--- Exercise inputs ---

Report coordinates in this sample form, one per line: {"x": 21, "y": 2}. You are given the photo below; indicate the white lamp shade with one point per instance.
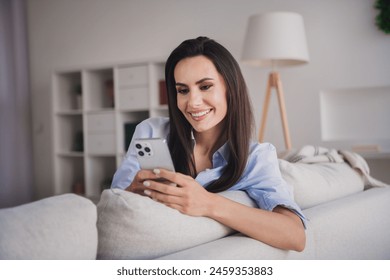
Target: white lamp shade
{"x": 275, "y": 39}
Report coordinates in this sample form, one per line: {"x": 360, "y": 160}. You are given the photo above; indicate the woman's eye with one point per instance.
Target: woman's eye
{"x": 182, "y": 90}
{"x": 205, "y": 87}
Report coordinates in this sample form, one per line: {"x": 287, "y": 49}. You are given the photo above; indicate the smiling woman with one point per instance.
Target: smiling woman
{"x": 209, "y": 133}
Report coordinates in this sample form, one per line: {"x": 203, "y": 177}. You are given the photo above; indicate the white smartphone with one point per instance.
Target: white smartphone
{"x": 153, "y": 153}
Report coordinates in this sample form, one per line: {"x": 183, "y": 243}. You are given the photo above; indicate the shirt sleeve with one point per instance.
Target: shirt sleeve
{"x": 150, "y": 128}
{"x": 264, "y": 182}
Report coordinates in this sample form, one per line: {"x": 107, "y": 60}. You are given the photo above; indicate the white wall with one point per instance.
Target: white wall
{"x": 346, "y": 50}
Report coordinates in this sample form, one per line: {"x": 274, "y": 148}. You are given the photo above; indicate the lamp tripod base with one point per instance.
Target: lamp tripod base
{"x": 274, "y": 81}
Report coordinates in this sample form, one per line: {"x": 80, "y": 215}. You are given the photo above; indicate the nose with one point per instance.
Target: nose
{"x": 195, "y": 98}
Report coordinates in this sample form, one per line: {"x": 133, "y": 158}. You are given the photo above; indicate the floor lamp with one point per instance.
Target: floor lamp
{"x": 275, "y": 39}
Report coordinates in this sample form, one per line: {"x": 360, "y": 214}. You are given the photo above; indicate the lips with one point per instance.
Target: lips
{"x": 200, "y": 114}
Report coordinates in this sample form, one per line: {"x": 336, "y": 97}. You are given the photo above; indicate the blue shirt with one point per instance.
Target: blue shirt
{"x": 261, "y": 179}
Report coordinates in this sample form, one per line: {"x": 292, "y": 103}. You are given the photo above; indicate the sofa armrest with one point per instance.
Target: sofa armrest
{"x": 59, "y": 227}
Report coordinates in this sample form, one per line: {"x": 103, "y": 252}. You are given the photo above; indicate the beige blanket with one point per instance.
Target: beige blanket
{"x": 315, "y": 154}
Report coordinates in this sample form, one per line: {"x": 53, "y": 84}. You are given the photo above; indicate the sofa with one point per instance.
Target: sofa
{"x": 348, "y": 218}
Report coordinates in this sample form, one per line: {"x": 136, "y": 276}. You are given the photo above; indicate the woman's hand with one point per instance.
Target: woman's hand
{"x": 181, "y": 192}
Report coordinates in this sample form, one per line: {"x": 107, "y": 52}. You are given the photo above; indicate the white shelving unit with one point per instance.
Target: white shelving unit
{"x": 91, "y": 107}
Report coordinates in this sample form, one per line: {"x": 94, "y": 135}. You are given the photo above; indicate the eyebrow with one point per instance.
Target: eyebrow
{"x": 197, "y": 83}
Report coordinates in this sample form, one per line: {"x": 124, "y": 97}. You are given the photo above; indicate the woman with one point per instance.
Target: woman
{"x": 209, "y": 131}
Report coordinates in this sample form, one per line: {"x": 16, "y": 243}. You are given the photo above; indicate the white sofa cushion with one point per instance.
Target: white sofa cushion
{"x": 320, "y": 182}
{"x": 60, "y": 227}
{"x": 132, "y": 226}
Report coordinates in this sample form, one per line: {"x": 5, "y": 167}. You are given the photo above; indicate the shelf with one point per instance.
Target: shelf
{"x": 95, "y": 110}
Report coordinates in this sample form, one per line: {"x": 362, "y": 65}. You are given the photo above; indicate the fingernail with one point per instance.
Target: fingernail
{"x": 147, "y": 192}
{"x": 146, "y": 183}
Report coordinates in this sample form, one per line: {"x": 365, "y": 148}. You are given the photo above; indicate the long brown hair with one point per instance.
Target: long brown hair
{"x": 239, "y": 118}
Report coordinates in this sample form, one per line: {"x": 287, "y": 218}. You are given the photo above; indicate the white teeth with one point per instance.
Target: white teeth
{"x": 199, "y": 114}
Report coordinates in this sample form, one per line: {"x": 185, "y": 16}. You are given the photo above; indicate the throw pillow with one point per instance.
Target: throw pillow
{"x": 132, "y": 226}
{"x": 320, "y": 182}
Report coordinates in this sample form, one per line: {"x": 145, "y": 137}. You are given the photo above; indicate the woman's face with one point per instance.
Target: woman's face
{"x": 201, "y": 93}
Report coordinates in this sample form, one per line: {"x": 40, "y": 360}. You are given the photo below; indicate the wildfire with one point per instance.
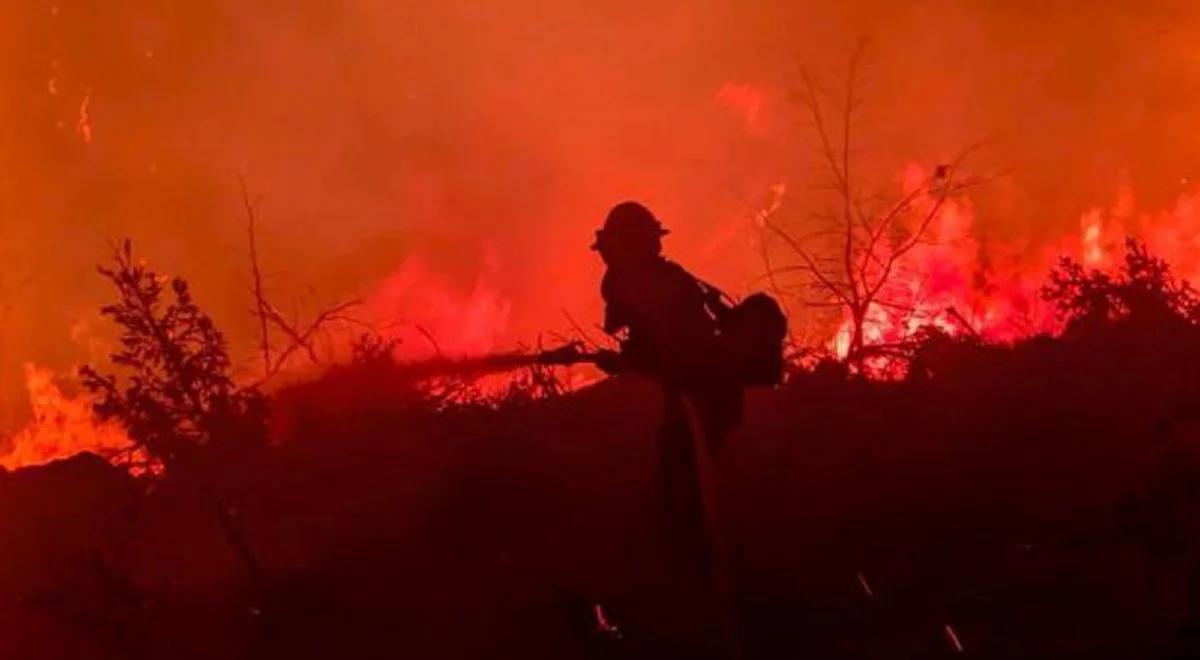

---

__Aim__. List every line in the rows above that contains the string "long".

__Result for this exercise__.
Report coordinates in this sample form, one per line: {"x": 365, "y": 148}. You are given the photo above; indicate the long brown hair with one point per instance.
Target: long brown hair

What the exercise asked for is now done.